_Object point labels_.

"""

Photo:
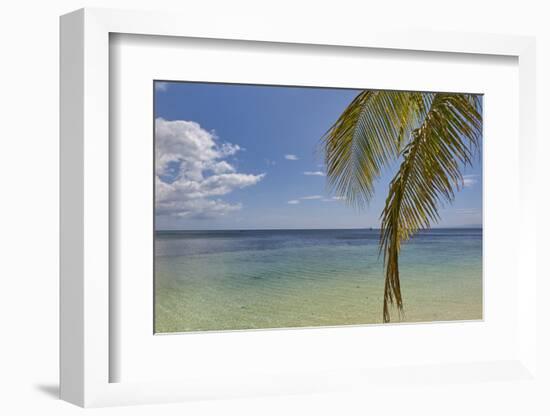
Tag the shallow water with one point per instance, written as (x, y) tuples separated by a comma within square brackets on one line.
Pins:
[(226, 280)]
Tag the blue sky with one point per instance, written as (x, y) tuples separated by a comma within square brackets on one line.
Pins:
[(248, 157)]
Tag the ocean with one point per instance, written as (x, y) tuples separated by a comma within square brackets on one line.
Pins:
[(251, 279)]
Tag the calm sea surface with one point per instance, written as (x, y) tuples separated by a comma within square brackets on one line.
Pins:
[(223, 280)]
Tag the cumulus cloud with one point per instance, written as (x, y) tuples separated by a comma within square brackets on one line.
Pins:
[(470, 180), (191, 173), (334, 199)]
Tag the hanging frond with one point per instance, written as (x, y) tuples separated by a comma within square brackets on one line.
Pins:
[(369, 136), (428, 176)]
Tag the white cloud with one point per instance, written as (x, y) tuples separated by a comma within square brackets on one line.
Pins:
[(161, 86), (470, 180), (334, 199), (191, 174), (467, 211), (309, 197)]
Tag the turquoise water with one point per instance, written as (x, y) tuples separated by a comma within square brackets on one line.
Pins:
[(226, 280)]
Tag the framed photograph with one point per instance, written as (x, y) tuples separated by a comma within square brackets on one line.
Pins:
[(280, 213)]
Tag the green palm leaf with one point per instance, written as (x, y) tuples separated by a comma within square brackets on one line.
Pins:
[(367, 137), (434, 134), (428, 176)]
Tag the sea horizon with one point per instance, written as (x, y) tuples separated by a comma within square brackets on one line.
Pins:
[(473, 227)]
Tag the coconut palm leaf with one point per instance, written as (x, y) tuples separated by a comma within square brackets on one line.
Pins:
[(427, 177), (435, 134), (368, 136)]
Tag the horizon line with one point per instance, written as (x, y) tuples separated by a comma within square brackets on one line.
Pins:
[(460, 227)]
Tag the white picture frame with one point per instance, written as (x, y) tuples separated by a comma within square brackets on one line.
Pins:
[(85, 208)]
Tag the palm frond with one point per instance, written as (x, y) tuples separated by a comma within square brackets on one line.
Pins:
[(367, 137), (428, 176)]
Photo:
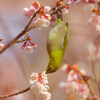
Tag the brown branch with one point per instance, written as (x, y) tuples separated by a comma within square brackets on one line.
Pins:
[(17, 93), (27, 28), (13, 41)]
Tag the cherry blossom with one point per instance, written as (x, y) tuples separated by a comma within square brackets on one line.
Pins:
[(39, 86), (28, 12), (94, 52), (94, 21), (42, 21), (1, 45), (28, 46), (74, 81)]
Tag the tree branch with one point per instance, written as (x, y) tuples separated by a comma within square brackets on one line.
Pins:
[(13, 94), (27, 28)]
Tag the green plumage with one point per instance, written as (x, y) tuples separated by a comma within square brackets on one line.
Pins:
[(56, 45)]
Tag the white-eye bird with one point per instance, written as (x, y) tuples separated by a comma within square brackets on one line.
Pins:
[(56, 45)]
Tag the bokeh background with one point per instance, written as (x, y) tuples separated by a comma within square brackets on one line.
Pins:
[(16, 66)]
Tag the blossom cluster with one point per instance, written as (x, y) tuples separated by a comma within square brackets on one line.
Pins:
[(28, 46), (39, 86), (94, 51), (74, 82), (94, 21), (1, 45), (43, 18)]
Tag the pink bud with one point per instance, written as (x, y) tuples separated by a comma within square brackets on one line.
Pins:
[(1, 45)]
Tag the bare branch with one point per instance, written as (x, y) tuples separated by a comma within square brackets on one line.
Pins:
[(27, 28), (17, 93), (13, 41)]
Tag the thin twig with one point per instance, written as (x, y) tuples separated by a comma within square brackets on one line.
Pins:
[(13, 94), (86, 78), (27, 28), (13, 41)]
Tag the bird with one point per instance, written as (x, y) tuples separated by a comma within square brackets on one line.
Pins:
[(56, 45)]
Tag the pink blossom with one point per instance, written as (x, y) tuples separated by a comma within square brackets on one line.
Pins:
[(47, 8), (28, 12), (39, 86), (82, 1), (94, 21), (1, 45), (65, 10), (74, 81), (45, 96), (28, 46), (43, 21)]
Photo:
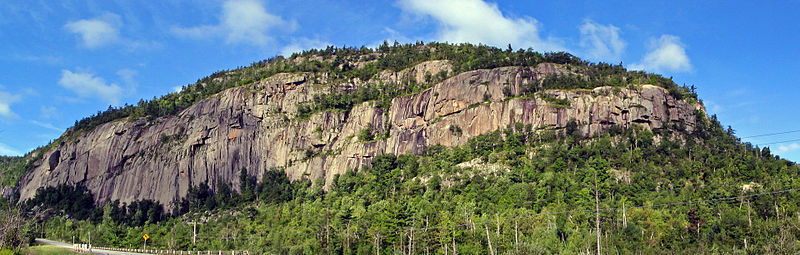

"""

_Short exercise_.
Can you recast every one of the records above as a numbered list, omitting the blank lines and leaving the pictures out?

_Output of the task_.
1. Photo:
2. Tag the shallow water with one point per instance, written as (x, y) tuples separated by a comma within square brackets on one line.
3. Pins:
4. [(226, 280)]
5. Tag the blue sky with one point per instance, written as (x, y) tuples separated by a comma within square brackets on one line.
6. Pins:
7. [(248, 157)]
8. Tag the ocean with one point per instance, written as (x, y) tuples separated by a comma within square brackets on one line.
9. Pins:
10. [(251, 279)]
11. Tag the calm sea surface with one point per instance, written as (x, y) tuples separated by a comma within square brackets on one line.
12. Pins:
13. [(223, 280)]
14. Tag the cumulus cloud with one point per instance, written as (x, y) tuples separated by a comma within square brackets on one line.
15. Pins:
16. [(470, 180), (191, 173), (334, 199)]
17. Tag the hanging frond with one point per instance, written as (x, y) tuples separated by a comma within square brackets on one line.
18. Pins:
19. [(369, 136), (428, 176)]
20. Tag the white cloud with one point per instance, written as (x, y) tuples separated by a comma within square brackets on one line.
21. Pins:
22. [(161, 86), (470, 180), (334, 199), (191, 174), (467, 211), (309, 197)]
23. Tag the turquoise water with one point per instance, written as (x, y) tuples separated by a comma within square brackets on one line.
24. Pins:
25. [(226, 280)]
26. Tag the framed photograph with one point per instance, written as (x, y) tuples separated by a comma within square brackets on one line.
27. Pins:
28. [(280, 213)]
29. Tag the green palm leaf with one point per instance, written as (x, y) tuples separated by a comma within square brackets on one line.
30. Pins:
31. [(367, 137), (434, 134), (428, 176)]
32. Tag the sea horizon with one point per instance, written as (x, y) tuples separated by a comma within square brackets on one line.
33. Pins:
34. [(473, 227)]
35. Tag the coconut palm leaf with one point per instance, written as (x, y) tuples separated by a comma within square brackets on one line.
36. Pins:
37. [(427, 177), (435, 134), (368, 136)]
38. Tag the horizon line with one point per instance, written as (x, y) tuples separated by a comma within square brackets on one line.
39. Pins:
40. [(460, 227)]
41. Tag the white picture frame with one point per instance, written as (x, y) tuples separated by a comma within square brackets on one line.
42. Pins:
43. [(85, 208)]
44. Tag the palm frond with one point per instance, written as (x, y) tuples separated by a comma within square brackets on one line.
45. Pins:
46. [(367, 137), (428, 176)]
47. Photo:
48. Tag the brown branch with one point per instance, written as (x, y) tuples separated by a comma within square brackets on one line.
49. Pins:
50. [(17, 93), (27, 28), (13, 41)]
51. Tag the cherry blossom with one point per instance, written as (x, y) tuples separated by a comma within square brackets on one line.
52. Pins:
53. [(39, 86), (28, 12), (94, 52), (94, 21), (42, 21), (1, 45), (28, 46), (74, 81)]
54. Tag the tree branch with one point per instance, written as (x, y) tuples separated by a comma within square brackets on one line.
55. Pins:
56. [(13, 94), (27, 28)]
57. Tag the green plumage with one point per instance, written as (x, y) tuples separated by a comma within square brackets on one line.
58. Pins:
59. [(56, 45)]
60. Tag the white-eye bird with one point per instance, written as (x, y) tuples separated by a comma within square brackets on one line.
61. Pins:
62. [(56, 45)]
63. Tag the bokeh background with one point per instance, written as (x, y) tuples separated by a comma within square brackets on one line.
64. Pins:
65. [(16, 66)]
66. Tag the blossom cluster with one point per instance, written as (x, y) tuples separated by a comma within square brackets on one line.
67. Pins:
68. [(28, 46), (39, 86), (94, 51), (74, 82), (94, 21), (1, 45), (43, 18)]
69. Tag the pink bud with one point per instance, written as (x, y) tuples separated by a comma within square brackets on one line.
70. Pins:
71. [(1, 45)]
72. Tag the bare branch with one point per instance, written as (x, y) tuples separated by a comma within square brackets on one line.
73. Pins:
74. [(27, 28), (17, 93), (13, 41)]
75. Tag the thin twig with one point per instance, written as (x, y) tuples separated by a comma within square brackets on one line.
76. Pins:
77. [(13, 94), (86, 78), (27, 28), (13, 41)]
78. Tag the bird with one point per instance, written as (x, y) tuples separated by a comma within square brackets on one line.
79. Pins:
80. [(56, 45)]
81. Tag the pink blossom with one point per instance, written as (x, y) tuples separated by a comma within square brackets on one line.
82. Pins:
83. [(47, 8), (28, 12), (39, 86), (82, 1), (94, 21), (1, 45), (65, 10), (74, 81), (45, 96), (28, 46), (43, 21)]
84. Photo:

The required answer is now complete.